Esercizio => Secondo l'articolo sulla teoria di Stern, attraverso quanti Mondi di Esperienza si evolve lo sviluppo del bambino, e in quale fascia d'età?

Teoria di Stern sulla prima Infanzia
di Antonio Sammartino    07/09/2019

Quando si ama qualcuno, si desidera condividere con lui i sentimenti.

È da questo desiderio che nasce la capacità di comprendere e di immedesimarsi con l’altro. Tuttavia, non sempre si riesce a comprendere un bambino, per cui l’adulto cerca di immaginare le sue esigenze, basandosi sulla propria sensibilità che è inevitabilmente influenzata dalla sua visione di adulto, che in gran parte è determinata dal modo in cui, i suoi genitori hanno a loro volta interpretato i suoi sentimenti e il suo comportamento. 

Spesso i bambini piccoli non sono in grado di dare significato a ciò che accade nel loro mondo interno, ciò che percepiscono, ciò che vogliono o che li disturba, in quanto i loro desideri, impulsi e sentimenti sono ancora vaghi e privi di forma, per cui l’atteggiamento dell’adulto dovrebbe aiutare il bambino a chiarire il senso della sua esperienza e a definire e strutturare, il suo mondo interno. Sulla base di questa esperienza il genitore si crea un profilo di quelli che ritiene essere i sentimenti e le relazioni del loro figlio, che condiziona il suo modo di rapportarsi con il figlio. Questo profilo esercita un notevole impulso sul bambino e influenzerà l’intera sua esistenza. Se il genitore fornisce interpretazioni contraddittorie della personalità e delle emozioni del bambino è possibile l’insorgere in quest’ultimo di problemi psicologici. 
Da queste considerazioni nasce l’esigenza di cercare di comprendere, dal punto di vista del bambino, ciò che accade nella sua mente ed evidenziare quali sono le esperienze che maggiormente determinano il suo futuro da adulto. 
Cosa accade nella mente dei bambini? 
Secondo Stern, lo sviluppo di un bambino, da un mese fino a 4 anni, si evolve attraverso cinque Mondi di Esperienza. Ogni mondo è a sé stante ed è ricco di esperienze. Nell’attraversare questi mondi in successione, il bambino non li sostituisce, ma li integra fra loro.

Dati estratti =>
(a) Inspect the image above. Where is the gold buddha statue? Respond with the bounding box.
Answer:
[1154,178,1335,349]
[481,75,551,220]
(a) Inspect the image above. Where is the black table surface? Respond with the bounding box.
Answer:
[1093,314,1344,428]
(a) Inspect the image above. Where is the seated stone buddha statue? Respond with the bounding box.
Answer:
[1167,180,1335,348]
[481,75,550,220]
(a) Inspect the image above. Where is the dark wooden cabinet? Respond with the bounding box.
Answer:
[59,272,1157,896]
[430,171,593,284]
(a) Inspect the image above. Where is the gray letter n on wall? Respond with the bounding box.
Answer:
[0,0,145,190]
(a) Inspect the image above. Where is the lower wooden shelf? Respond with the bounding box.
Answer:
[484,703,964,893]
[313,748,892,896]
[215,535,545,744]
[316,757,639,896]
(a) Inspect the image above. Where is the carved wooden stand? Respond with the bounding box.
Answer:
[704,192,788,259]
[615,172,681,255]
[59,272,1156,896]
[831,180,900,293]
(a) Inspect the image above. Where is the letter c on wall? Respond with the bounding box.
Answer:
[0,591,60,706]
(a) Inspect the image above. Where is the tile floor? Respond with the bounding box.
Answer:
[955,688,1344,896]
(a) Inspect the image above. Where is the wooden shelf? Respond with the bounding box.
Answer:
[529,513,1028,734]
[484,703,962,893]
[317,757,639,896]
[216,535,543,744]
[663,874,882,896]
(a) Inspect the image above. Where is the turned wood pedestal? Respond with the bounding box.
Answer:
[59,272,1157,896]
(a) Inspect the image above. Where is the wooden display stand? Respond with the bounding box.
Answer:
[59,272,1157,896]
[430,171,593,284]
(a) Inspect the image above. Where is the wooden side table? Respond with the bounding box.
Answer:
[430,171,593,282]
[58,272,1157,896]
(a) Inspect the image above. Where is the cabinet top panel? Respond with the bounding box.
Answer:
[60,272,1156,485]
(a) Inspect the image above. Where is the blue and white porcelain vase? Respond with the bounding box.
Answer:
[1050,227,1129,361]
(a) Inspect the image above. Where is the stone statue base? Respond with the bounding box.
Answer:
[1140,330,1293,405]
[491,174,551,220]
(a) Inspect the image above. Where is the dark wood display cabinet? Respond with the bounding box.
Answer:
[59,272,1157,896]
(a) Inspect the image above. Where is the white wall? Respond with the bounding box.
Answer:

Risposta => Attraverso cinque Mondi di Esperienza, da un mese fino a 4 anni.